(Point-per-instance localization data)

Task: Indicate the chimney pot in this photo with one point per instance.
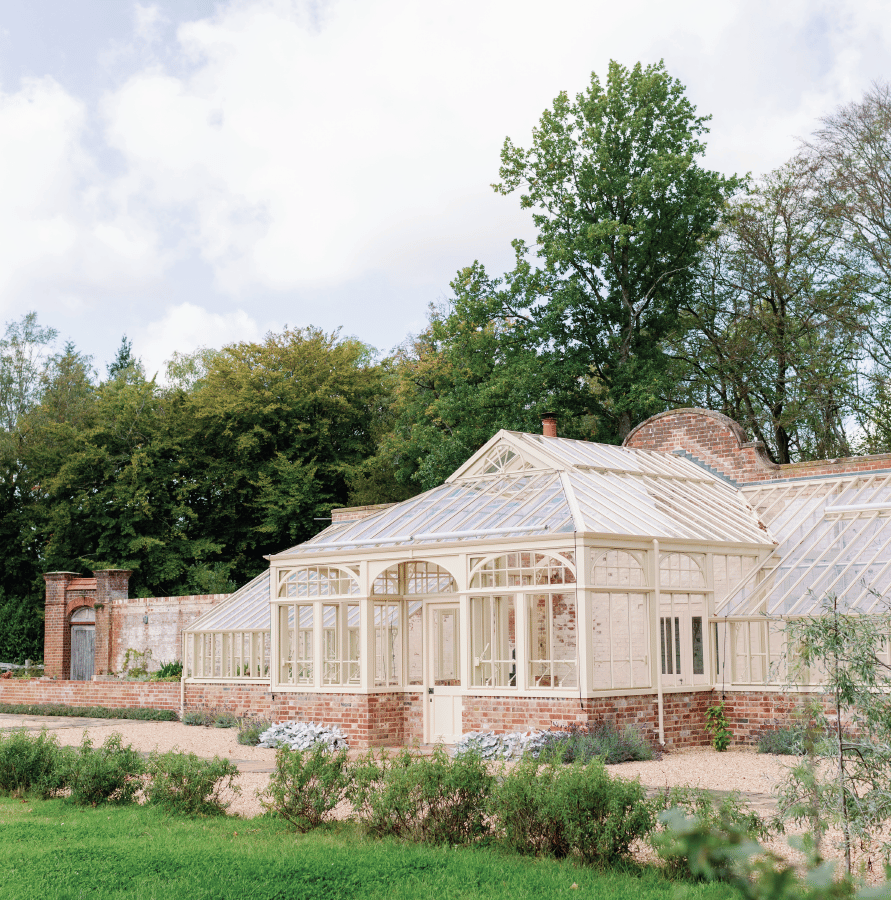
(549, 424)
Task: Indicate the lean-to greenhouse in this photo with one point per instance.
(552, 580)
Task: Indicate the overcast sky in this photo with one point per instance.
(192, 173)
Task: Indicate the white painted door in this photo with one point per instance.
(682, 645)
(444, 703)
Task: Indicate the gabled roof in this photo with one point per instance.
(246, 610)
(834, 541)
(526, 485)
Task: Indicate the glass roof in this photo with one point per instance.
(246, 610)
(527, 485)
(834, 540)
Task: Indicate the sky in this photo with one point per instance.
(196, 172)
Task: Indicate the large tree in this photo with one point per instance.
(622, 208)
(776, 319)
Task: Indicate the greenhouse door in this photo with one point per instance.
(681, 649)
(83, 652)
(444, 703)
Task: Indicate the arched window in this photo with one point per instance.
(618, 569)
(413, 578)
(682, 570)
(521, 570)
(318, 581)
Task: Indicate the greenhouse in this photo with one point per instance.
(545, 575)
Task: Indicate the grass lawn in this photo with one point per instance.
(52, 850)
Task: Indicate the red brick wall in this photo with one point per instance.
(720, 443)
(684, 715)
(116, 695)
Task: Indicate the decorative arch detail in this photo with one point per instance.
(527, 568)
(414, 578)
(318, 581)
(619, 569)
(682, 570)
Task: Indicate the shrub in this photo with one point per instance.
(249, 731)
(30, 763)
(89, 712)
(783, 741)
(307, 785)
(577, 810)
(184, 783)
(730, 817)
(169, 671)
(599, 740)
(111, 773)
(718, 727)
(423, 798)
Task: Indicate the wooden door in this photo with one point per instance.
(83, 652)
(445, 705)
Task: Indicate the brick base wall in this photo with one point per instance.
(684, 715)
(117, 695)
(394, 719)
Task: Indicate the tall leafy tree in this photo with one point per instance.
(622, 208)
(777, 319)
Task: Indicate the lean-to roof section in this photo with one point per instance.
(246, 610)
(834, 540)
(527, 485)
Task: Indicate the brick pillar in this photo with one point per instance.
(111, 585)
(55, 644)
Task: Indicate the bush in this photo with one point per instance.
(423, 798)
(545, 808)
(249, 731)
(29, 764)
(88, 712)
(169, 671)
(111, 773)
(184, 783)
(307, 785)
(729, 817)
(782, 741)
(600, 740)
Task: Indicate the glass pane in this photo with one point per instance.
(493, 641)
(698, 658)
(445, 648)
(553, 647)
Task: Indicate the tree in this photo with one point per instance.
(847, 780)
(776, 320)
(622, 209)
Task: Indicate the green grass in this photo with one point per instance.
(53, 851)
(88, 712)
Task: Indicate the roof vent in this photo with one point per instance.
(549, 424)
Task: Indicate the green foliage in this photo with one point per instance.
(185, 784)
(111, 773)
(599, 740)
(782, 741)
(727, 852)
(29, 763)
(169, 671)
(729, 817)
(433, 798)
(249, 730)
(577, 810)
(843, 778)
(307, 785)
(52, 850)
(146, 714)
(718, 727)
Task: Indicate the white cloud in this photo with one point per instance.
(186, 327)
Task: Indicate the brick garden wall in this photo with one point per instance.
(394, 719)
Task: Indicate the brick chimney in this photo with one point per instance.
(549, 424)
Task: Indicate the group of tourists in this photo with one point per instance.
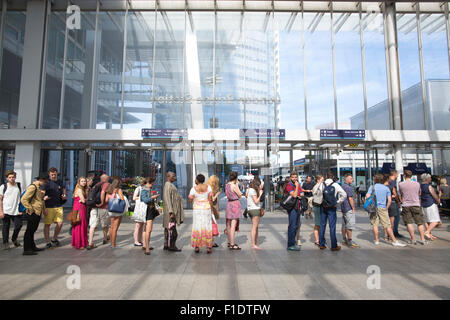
(103, 203)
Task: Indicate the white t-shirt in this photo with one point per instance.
(250, 203)
(11, 199)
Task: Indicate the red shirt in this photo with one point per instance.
(291, 187)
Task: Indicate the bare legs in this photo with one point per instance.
(254, 232)
(138, 232)
(231, 228)
(147, 233)
(115, 223)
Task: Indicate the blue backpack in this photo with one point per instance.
(329, 197)
(370, 205)
(21, 206)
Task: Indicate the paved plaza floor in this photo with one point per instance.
(413, 272)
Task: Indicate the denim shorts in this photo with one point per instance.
(348, 220)
(316, 211)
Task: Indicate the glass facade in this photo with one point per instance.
(306, 67)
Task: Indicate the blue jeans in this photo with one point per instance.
(294, 224)
(330, 215)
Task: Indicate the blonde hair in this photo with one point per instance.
(78, 186)
(213, 182)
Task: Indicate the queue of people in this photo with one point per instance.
(103, 204)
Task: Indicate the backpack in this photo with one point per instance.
(94, 195)
(288, 202)
(21, 206)
(370, 205)
(304, 204)
(329, 196)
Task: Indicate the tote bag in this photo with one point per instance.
(116, 205)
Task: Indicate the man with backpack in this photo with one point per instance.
(9, 208)
(333, 195)
(99, 212)
(55, 197)
(33, 201)
(348, 212)
(295, 191)
(383, 200)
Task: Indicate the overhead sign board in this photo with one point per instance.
(335, 134)
(164, 133)
(262, 133)
(299, 162)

### Task details
Only the lines from the one containing "Task: Indicate the blonde" through the final line of the data belong in the answer, repeated exactly.

### Reply
Task: Indicate the blonde hair in this photo with one point per instance.
(78, 186)
(213, 182)
Task: Indicate the queue of people in this photo with one point per instance.
(103, 204)
Task: Indicate the backpack in this photo with one point per instance.
(94, 195)
(288, 202)
(21, 206)
(370, 205)
(304, 204)
(329, 196)
Task: Indicate the tote bag in this photo with one point per instance.
(116, 205)
Task: Indicate the man with backpack in this photo with one point per instance.
(9, 208)
(333, 195)
(99, 212)
(55, 197)
(33, 201)
(348, 212)
(295, 191)
(383, 200)
Task: Indicate the overhead sign board in this photo with one point per instance.
(335, 134)
(164, 133)
(262, 133)
(299, 162)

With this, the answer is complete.